Given records:
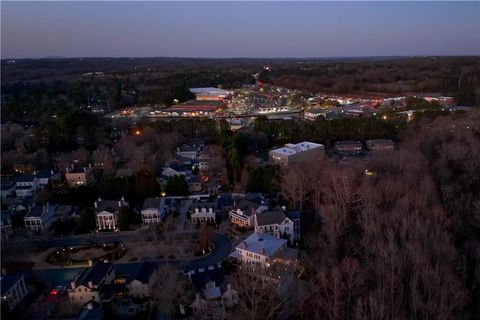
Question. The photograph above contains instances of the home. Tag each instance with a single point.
(88, 285)
(6, 225)
(39, 218)
(79, 176)
(296, 153)
(350, 146)
(64, 212)
(380, 145)
(154, 210)
(195, 184)
(106, 213)
(26, 185)
(242, 213)
(203, 160)
(134, 279)
(13, 290)
(8, 189)
(212, 298)
(258, 250)
(203, 212)
(275, 223)
(44, 176)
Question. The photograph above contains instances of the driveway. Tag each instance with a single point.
(223, 247)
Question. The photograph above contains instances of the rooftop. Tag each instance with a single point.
(8, 281)
(268, 217)
(291, 149)
(263, 244)
(152, 203)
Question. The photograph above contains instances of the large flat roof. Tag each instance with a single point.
(290, 148)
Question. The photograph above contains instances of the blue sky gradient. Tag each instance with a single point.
(239, 29)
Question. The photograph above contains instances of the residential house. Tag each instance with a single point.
(88, 285)
(39, 218)
(64, 212)
(134, 279)
(13, 290)
(195, 184)
(106, 213)
(275, 223)
(295, 217)
(203, 212)
(212, 298)
(79, 176)
(26, 185)
(296, 153)
(349, 146)
(242, 213)
(8, 189)
(203, 160)
(258, 250)
(6, 225)
(155, 209)
(380, 145)
(45, 176)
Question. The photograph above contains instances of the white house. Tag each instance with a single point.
(88, 285)
(259, 250)
(242, 213)
(26, 185)
(106, 213)
(39, 218)
(13, 290)
(153, 210)
(275, 223)
(203, 212)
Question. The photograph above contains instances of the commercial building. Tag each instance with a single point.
(210, 93)
(296, 153)
(380, 145)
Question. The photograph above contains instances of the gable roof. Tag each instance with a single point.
(8, 281)
(275, 216)
(107, 205)
(152, 203)
(263, 244)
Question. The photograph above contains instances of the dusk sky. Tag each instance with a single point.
(236, 29)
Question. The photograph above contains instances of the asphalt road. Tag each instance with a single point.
(223, 247)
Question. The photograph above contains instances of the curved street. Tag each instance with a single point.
(223, 247)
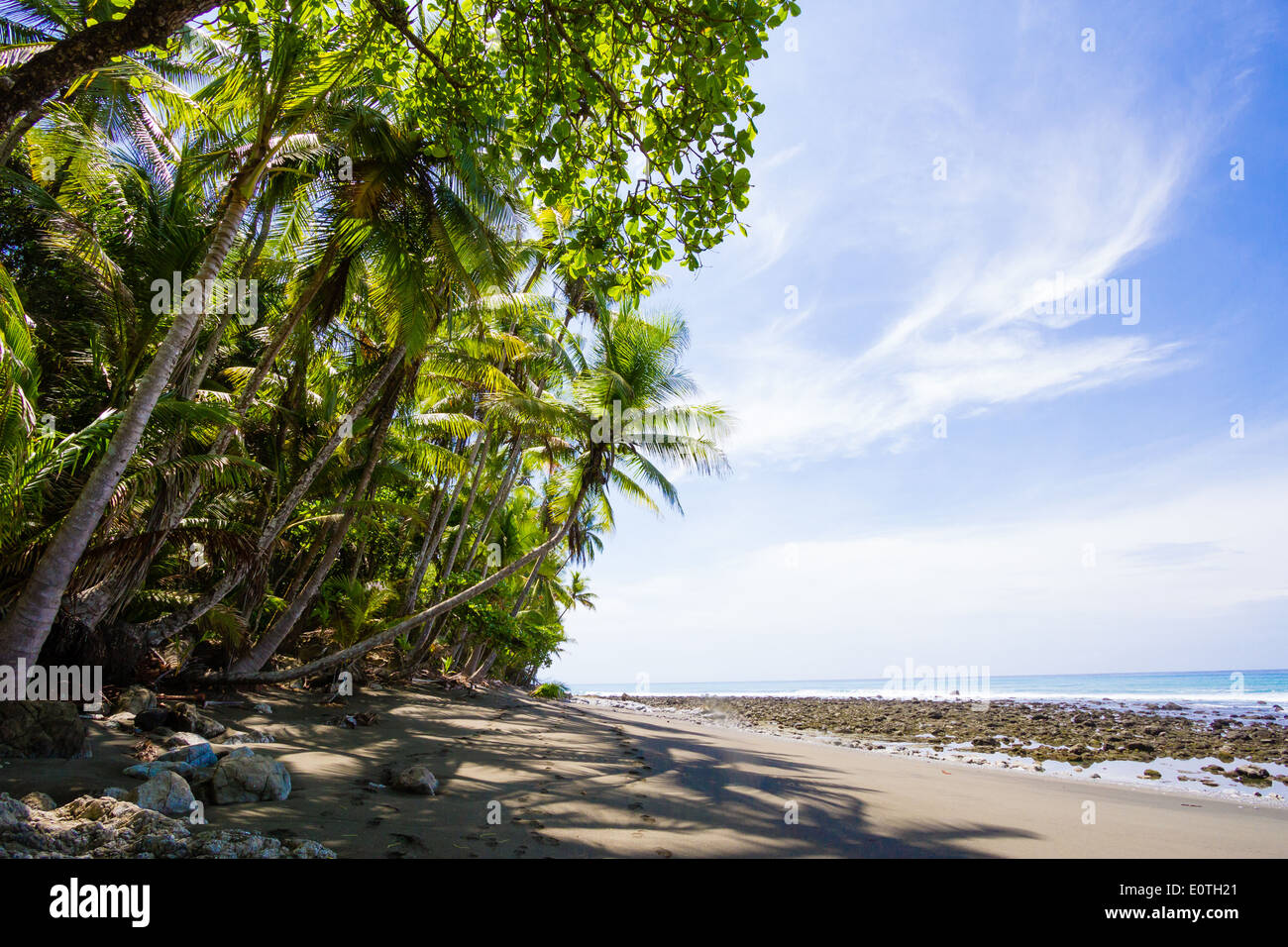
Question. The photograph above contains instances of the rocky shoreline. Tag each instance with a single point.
(89, 827)
(1078, 733)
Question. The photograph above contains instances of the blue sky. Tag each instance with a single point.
(1089, 509)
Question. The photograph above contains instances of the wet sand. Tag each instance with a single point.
(520, 777)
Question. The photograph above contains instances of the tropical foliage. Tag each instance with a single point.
(323, 326)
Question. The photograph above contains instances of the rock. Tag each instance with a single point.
(166, 792)
(123, 722)
(39, 800)
(194, 722)
(176, 740)
(134, 699)
(249, 780)
(106, 827)
(150, 719)
(37, 729)
(147, 771)
(416, 780)
(1250, 772)
(196, 755)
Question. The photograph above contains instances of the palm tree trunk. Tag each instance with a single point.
(412, 596)
(167, 626)
(284, 624)
(27, 624)
(146, 24)
(352, 654)
(506, 484)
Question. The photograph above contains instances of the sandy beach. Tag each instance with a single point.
(522, 777)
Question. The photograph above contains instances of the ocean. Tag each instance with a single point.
(1231, 688)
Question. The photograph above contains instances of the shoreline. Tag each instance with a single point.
(1012, 746)
(568, 780)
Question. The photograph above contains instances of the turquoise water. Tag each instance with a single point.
(1225, 688)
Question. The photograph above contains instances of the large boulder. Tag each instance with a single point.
(184, 716)
(90, 827)
(146, 771)
(151, 719)
(134, 699)
(40, 800)
(249, 780)
(33, 729)
(166, 792)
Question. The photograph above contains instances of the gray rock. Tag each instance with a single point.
(176, 740)
(146, 771)
(184, 716)
(166, 792)
(194, 754)
(249, 780)
(39, 800)
(134, 699)
(416, 780)
(104, 827)
(35, 729)
(151, 719)
(1250, 772)
(123, 722)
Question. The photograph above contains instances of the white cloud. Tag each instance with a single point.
(1020, 595)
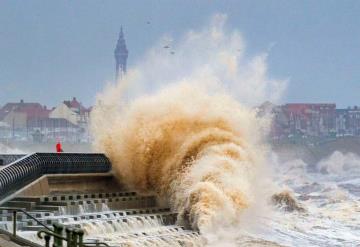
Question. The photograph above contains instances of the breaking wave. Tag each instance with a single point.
(201, 152)
(182, 124)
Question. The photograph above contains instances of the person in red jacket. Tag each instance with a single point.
(59, 147)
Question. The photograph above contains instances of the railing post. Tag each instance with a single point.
(80, 234)
(58, 228)
(68, 236)
(14, 223)
(47, 240)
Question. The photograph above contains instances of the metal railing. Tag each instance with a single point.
(31, 167)
(14, 214)
(6, 159)
(74, 236)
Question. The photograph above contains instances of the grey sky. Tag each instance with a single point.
(53, 50)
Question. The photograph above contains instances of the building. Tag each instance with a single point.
(74, 112)
(52, 129)
(121, 55)
(315, 120)
(16, 117)
(348, 121)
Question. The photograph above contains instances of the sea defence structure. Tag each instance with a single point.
(72, 199)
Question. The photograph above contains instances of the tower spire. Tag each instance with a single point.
(121, 55)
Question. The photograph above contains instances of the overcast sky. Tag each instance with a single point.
(53, 50)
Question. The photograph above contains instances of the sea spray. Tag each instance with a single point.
(198, 150)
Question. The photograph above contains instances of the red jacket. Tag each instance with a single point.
(59, 148)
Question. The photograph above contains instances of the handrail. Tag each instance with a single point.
(31, 167)
(6, 159)
(15, 210)
(74, 237)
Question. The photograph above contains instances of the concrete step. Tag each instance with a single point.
(82, 196)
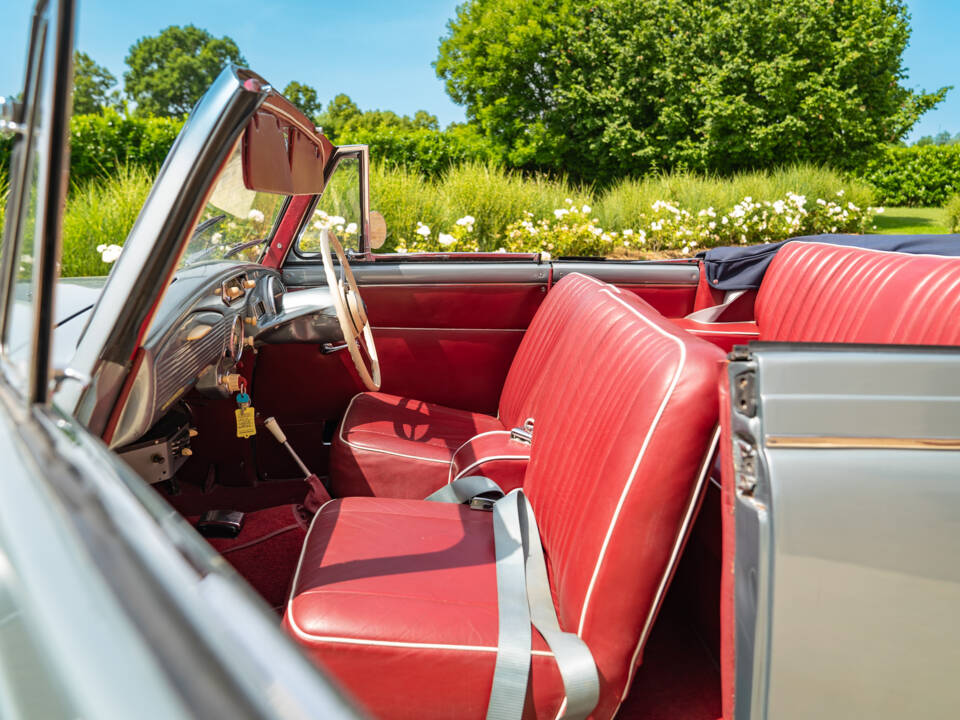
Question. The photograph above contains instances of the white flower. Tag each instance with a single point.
(109, 253)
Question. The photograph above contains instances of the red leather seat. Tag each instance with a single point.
(397, 598)
(390, 446)
(815, 292)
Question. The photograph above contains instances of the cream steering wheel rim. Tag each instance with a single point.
(350, 312)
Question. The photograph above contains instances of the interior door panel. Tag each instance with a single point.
(840, 466)
(446, 332)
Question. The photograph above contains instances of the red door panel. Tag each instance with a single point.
(673, 301)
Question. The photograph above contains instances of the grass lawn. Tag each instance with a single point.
(910, 221)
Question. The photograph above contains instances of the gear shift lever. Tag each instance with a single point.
(317, 494)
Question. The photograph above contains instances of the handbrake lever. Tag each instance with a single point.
(318, 494)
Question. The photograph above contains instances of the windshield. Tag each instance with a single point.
(236, 222)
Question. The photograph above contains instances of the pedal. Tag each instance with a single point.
(220, 523)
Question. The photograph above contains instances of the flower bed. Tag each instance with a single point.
(667, 226)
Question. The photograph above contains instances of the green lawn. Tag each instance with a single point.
(912, 221)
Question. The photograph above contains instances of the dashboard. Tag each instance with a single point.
(210, 314)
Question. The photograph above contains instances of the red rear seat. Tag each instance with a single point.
(390, 446)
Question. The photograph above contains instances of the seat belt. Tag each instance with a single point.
(524, 597)
(714, 311)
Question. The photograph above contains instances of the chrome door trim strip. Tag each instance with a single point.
(833, 442)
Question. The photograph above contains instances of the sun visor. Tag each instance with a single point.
(278, 158)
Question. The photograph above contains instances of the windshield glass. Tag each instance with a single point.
(236, 221)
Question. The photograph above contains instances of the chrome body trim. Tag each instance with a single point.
(846, 580)
(153, 247)
(815, 442)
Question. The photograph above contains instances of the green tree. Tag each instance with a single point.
(169, 72)
(613, 87)
(304, 97)
(91, 86)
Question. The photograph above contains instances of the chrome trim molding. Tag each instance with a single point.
(860, 443)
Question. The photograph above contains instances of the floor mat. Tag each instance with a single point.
(266, 551)
(678, 679)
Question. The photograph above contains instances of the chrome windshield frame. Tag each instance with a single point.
(152, 250)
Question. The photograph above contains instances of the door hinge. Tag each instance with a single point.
(745, 394)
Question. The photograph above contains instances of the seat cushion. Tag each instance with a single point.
(391, 446)
(398, 600)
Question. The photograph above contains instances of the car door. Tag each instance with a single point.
(112, 605)
(841, 504)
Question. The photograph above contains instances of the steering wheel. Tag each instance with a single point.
(350, 311)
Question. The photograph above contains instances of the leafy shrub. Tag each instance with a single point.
(101, 212)
(425, 150)
(918, 176)
(492, 194)
(677, 212)
(102, 145)
(627, 203)
(952, 210)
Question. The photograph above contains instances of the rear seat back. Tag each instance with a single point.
(625, 415)
(528, 381)
(815, 292)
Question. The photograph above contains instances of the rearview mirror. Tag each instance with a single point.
(378, 230)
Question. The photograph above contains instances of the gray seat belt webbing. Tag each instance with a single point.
(514, 637)
(714, 311)
(522, 569)
(465, 489)
(574, 660)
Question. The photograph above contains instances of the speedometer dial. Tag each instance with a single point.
(236, 338)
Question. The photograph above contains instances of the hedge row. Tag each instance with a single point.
(919, 176)
(102, 144)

Written problem: Exactly as written, give the line containing "cushion. Tag each instance with a single point." and all remaining lines of the records.

Result below:
Question. The photograph above contains instances of the seat cushion. Tag each instance with a single point.
(391, 446)
(398, 600)
Question. The photograph above contains instances of the car door. Tag each instance with a single point.
(112, 605)
(841, 504)
Question. The photograph above contains instances of the steering wheel. Tag each instance with a single point.
(350, 311)
Question. The photograph above contains instances of the leafy shrub. Tag each instance with a single point.
(101, 212)
(425, 150)
(918, 176)
(492, 194)
(677, 212)
(102, 145)
(627, 203)
(952, 210)
Question. The photograph above contains instances of the rear seat back. Tag each instance with a single point.
(625, 415)
(528, 381)
(815, 292)
Question. The photograph above contains instances of the rearview mirror. Tag each instance with a single point.
(378, 230)
Question. The photograph above contains instances of the gray seat belt webbing. Tag each instance with a single point.
(514, 637)
(714, 311)
(522, 569)
(465, 489)
(574, 660)
Question. The photograph above contains instances of the speedometer dial. Tag each instance with a single point.
(236, 338)
Question. The photograph above contains instances of the hedge row. Tag each instance with a single point.
(919, 176)
(102, 144)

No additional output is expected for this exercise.